→ 作業指示: 行の先頭から「(1142, 361)」を含む行までを依頼文も含めてすべて書き出し、答えの座標の各数値に12を加えて移動させよ。範囲外の行は出力しない。

→ データセット行:
+ + + + +
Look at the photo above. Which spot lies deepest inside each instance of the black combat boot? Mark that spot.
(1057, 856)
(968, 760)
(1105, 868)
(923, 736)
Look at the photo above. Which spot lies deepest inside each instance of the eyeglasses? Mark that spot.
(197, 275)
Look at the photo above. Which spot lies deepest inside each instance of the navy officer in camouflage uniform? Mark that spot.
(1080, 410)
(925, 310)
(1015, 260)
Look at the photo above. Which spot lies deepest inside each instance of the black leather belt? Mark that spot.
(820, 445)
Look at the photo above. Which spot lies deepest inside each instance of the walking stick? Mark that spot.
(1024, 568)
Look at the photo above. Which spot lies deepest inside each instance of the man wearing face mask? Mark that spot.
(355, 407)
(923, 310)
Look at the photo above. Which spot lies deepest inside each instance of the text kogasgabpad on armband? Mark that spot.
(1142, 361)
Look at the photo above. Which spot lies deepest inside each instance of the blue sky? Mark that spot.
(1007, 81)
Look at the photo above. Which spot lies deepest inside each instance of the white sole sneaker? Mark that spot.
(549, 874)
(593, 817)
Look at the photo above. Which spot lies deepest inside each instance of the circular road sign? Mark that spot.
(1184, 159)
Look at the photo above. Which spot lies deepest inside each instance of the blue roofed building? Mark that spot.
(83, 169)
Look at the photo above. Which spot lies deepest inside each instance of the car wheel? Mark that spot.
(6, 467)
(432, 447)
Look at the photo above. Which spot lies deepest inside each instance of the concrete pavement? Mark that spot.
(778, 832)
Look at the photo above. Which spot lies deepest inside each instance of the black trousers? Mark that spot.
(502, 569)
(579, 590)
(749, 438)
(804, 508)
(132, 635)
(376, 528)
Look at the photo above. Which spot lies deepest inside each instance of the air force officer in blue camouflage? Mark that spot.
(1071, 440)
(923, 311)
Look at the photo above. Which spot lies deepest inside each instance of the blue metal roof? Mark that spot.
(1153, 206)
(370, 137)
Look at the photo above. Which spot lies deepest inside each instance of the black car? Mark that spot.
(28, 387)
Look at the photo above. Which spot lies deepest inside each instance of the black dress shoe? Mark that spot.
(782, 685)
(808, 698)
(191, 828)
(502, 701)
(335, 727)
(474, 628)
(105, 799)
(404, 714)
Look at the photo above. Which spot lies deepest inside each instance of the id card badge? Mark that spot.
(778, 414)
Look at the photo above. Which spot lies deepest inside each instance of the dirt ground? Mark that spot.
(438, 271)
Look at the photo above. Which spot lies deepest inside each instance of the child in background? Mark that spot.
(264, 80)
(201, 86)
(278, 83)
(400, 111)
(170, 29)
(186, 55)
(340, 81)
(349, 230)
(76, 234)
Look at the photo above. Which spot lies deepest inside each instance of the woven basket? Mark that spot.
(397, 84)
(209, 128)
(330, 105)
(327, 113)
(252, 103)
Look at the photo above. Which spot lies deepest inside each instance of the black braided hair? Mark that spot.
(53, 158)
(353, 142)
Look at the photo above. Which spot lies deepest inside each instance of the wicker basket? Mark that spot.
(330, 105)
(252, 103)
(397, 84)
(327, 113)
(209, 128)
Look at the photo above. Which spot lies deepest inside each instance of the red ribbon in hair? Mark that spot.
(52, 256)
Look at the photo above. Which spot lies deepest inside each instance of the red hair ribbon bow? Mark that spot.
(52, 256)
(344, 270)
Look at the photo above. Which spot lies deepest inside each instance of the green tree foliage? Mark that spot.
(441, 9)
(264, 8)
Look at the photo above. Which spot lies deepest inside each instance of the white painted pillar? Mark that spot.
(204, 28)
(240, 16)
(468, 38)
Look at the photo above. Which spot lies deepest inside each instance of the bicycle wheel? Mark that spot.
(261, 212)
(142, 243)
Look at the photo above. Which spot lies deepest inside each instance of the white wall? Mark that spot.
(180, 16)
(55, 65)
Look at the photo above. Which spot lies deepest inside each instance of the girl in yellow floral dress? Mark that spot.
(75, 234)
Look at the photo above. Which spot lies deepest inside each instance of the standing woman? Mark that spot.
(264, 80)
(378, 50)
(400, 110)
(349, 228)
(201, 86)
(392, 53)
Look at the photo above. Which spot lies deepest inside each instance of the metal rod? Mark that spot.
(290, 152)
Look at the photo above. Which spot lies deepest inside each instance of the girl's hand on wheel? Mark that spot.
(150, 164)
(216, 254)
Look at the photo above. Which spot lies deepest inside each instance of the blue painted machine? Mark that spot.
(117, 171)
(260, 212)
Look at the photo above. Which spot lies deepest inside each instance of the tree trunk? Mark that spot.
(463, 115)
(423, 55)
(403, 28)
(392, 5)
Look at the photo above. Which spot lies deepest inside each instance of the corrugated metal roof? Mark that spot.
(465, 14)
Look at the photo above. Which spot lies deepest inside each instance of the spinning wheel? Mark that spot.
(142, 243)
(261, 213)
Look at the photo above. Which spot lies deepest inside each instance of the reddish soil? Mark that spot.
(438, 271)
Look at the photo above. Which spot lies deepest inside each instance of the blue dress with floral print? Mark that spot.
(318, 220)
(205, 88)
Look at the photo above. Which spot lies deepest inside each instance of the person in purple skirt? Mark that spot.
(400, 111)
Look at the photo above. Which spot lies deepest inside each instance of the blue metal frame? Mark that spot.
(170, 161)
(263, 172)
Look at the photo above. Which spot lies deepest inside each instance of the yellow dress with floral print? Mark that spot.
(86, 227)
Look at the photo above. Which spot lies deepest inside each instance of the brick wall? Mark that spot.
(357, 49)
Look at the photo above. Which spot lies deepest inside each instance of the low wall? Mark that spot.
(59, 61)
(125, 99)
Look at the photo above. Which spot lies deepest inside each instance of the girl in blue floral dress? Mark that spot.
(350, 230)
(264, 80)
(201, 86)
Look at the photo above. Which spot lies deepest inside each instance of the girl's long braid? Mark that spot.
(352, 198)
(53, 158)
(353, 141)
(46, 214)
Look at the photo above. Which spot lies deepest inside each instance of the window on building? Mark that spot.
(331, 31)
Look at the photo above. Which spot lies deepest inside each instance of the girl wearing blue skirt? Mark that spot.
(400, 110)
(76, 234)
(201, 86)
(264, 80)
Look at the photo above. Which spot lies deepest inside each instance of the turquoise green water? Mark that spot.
+ + + + +
→ 実行結果:
Look at the photo above. Which spot lies deepest inside each instance of the black combat boot? Mark that spot.
(1069, 868)
(980, 772)
(1117, 880)
(935, 748)
Look at the photo above. Which spot lies deepest inside each instance of the eyeglasses? Mark that spot.
(209, 287)
Look at the photo above. Which spot lies deepest inside each instance of the navy officer in camouflage uniform? Mark that spot.
(1092, 422)
(937, 322)
(1027, 272)
Look at the photo above. Which spot lies deepest inside each instance of the black leather belt? Mark that spot.
(832, 457)
Look at the photo above. Which spot lies deepest inside each instance of the walking stick? Mark that spot.
(1036, 580)
Look at the photo above. Which spot lies deepest inside each instance of the man wearing face mask? Mark that spot.
(367, 419)
(935, 322)
Look at the photo above. Which spot lies deepest inside each instance of the text kogasgabpad on armband? Mark that spot.
(1154, 373)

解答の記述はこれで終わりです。